■ EXTRAIT DU DOCUMENT
########################################

L'agent national provisoire de la commune, notifia à toutes les Maisons de détention l'ordre des Représentants de recevoir tous les Membres de la Commission Militaire pour y exercer leurs authorités comme auparavant.
Ils crurent prudents de donner relâche aux interrogatoires secrets, aux jugements occultes, ne pouvant plus résister au défi de recommencer leurs opérations dans les prisons ; ils décidèrent vers le milieu du mois Germinal de nommer des Commissaires à cet effet, pour toutes les Maisons de détention. Le 18 germinal, 2 Membres du nouveau Comité, deux de la Commission Militaire se présentèrent à la Maison D'arrest du Calvaire, et le secrétaire Petit qui auparavant l'avait été de Francastel, Goupil et Obrumier étaient les deux juges, ce dernier s'était déjà fait connaître dans la Maison, en envoyant à la mort, sans avoir été intérerrogées, les femmes Jacquet et Beauvais de Rable à qui il devait de la reconnaissance, et que la présence inportunait. Goupil arrivait de Nantes et avait condui les prêtres infirmes à la noyade, Petit avait signalé son patriotisme en faisant égorger par mesure de Sûreté, lors du siège d'Angers, sur la route de Chinon, les prisonniers de Saumur qu'il était chargé de conduire à Amboise. Ces trois antropophages ne cessoient de parler de leurs forfaits, j'ignore si à force de parler de sang, ils avoient espéré m'en rendre altéré. Dans ce cas leurs espérances furent trompées, je les ai en horreur et tous ceux qui leurs ressemblent.

########################################

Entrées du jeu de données
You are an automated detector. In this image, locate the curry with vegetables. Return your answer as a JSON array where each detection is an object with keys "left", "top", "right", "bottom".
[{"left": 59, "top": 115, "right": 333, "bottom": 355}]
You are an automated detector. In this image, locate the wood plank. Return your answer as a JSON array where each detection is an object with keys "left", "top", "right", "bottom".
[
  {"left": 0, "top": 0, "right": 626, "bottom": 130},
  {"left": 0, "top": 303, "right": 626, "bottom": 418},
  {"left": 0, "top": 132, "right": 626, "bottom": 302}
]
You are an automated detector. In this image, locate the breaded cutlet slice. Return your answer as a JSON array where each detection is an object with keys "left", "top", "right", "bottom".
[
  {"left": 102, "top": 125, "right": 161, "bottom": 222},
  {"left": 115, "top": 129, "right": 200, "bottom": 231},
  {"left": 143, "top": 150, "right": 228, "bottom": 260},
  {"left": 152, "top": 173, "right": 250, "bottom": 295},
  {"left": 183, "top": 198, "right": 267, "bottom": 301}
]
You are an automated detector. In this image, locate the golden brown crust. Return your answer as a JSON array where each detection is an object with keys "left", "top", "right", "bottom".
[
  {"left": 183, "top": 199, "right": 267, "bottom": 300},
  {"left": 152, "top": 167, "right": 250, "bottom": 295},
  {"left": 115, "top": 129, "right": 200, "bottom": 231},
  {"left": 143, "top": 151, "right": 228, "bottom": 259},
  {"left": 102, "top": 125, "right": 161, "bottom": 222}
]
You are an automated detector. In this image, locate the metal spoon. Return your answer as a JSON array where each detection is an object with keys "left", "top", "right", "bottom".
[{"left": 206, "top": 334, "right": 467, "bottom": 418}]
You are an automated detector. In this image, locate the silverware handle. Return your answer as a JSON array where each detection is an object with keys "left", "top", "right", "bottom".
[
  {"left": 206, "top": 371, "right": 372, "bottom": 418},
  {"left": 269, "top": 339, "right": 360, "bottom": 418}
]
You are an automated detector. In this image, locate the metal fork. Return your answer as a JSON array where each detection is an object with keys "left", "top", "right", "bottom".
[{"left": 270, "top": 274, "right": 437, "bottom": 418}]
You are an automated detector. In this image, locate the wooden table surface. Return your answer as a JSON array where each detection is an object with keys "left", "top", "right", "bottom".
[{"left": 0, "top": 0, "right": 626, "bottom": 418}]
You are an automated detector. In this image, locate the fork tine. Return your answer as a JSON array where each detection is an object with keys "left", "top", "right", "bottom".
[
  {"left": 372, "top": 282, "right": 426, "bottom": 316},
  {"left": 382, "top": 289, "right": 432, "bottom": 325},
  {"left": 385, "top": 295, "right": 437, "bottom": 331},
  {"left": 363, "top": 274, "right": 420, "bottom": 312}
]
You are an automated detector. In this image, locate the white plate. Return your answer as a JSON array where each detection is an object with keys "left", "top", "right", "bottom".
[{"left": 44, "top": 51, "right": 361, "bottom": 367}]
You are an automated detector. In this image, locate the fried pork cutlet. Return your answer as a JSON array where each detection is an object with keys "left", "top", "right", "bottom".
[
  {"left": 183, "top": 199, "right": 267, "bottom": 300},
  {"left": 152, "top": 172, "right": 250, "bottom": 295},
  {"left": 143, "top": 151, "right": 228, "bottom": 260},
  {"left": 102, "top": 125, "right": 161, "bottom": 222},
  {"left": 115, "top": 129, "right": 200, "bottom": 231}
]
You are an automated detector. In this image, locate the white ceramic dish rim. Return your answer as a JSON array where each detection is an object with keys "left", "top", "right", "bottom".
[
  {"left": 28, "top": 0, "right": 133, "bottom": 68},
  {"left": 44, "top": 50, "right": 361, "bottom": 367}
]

########################################

■ TÂCHE 1
Les affirmations suivantes sont-elles conformes au récit sur la Commission militaire ? Répondez par oui ou par non, en citant à chaque fois les mots du récit qui tranchent.
(a) Le 18 germinal, des membres de la Commission militaire se présentèrent à la Maison d'arrêt du Calvaire.
(b) Goupil arrivait d'Angers.
(c) La personne qui raconte affirme que les propos de ces trois hommes lui ont donné le goût du sang.
■ TÂCHE 2
D'après le récit sur la Commission militaire, vers quelle ville Petit était-il chargé de conduire les prisonniers de Saumur ?
■ TÂCHE 3
Écrivez la suite du récit sur la Commission militaire, en partant de sa dernière phrase.
Ces enregistrements n'ont aucun lien avec le récit sur la Commission militaire.

■ RÉPONSE ATTENDUE 1
(a) Oui : « Le 18 germinal, 2 Membres du nouveau Comité, deux de la Commission Militaire se présentèrent à la Maison D'arrest du Calvaire ».
(b) Non : « Goupil arrivait de Nantes ».
(c) Non : « Dans ce cas leurs espérances furent trompées, je les ai en horreur et tous ceux qui leurs ressemblent ».

■ RÉPONSE ATTENDUE 2
Vers Amboise.

■ RÉPONSE ATTENDUE 3
Le 20 germinal au matin les interrogatoires étant finis, le secrétaire donna, en ma présence, lecture de ce travail, et apostilla environs une soixantaine de noms ou plus, des femmes qu'il destinait à la mort. Les quatre commissaires arrêtèrent cette opération en signant avec lui. D'après l'idée que je m'étais faite de la moralité des nouveaux Membres du Comité, j'ai fu bien étonné, je leurs fis part de ma surprise, je puis dire de mon indignation, de voir porter par eux un jugement de mort pour des peccadilles, ou des réponses insignifiantes. J'annoncai que je préviendrais Félix et Laporte président et vice-président de la Commission qui m'avoient parlé plusieurs fois de leurs sentiments de justice et d'humanité, j'ai tenu ma parole et obtenu l'assurance que ce travail seroit révisé, qu'aucune ne périrait si elle n'était coupable et reconnue pour telle. Je ne leurs avais pas caché l'intention ou j'étais de faire connaître à la République entière les injustices qui se commettoient et leurs autheurs.
Le président pour satisfaire à sa promesse arrêta de concert avec ses confrères que sur les cinq à six cents individus de toutes les Maisons de détention destinés à la mort, un cent seulement subiroit ce jugement, il y eut neuf femmes de la maison du Calvaire de condamnées, le reste fut fourni par les autres Maisons. Jugez combien ils étoient criminels. Le 22 germinal au moment ou tout le cortège arrivait près le champs destiné à recevoir ces victimes, un citoyen obtint la liberté, parce qu'il n'était condamné à mort que pour avoir été arrêté sans passeport, et que la Municipalité entière venu exprès pour le réclamer, certifiait que c'était un bon Républicain et que sa conduite avait toujours été celle d'un zélé patriote.
Je certifie cet exposé véritable en tout son contenu l'appuirai des preuves en cas de besoin.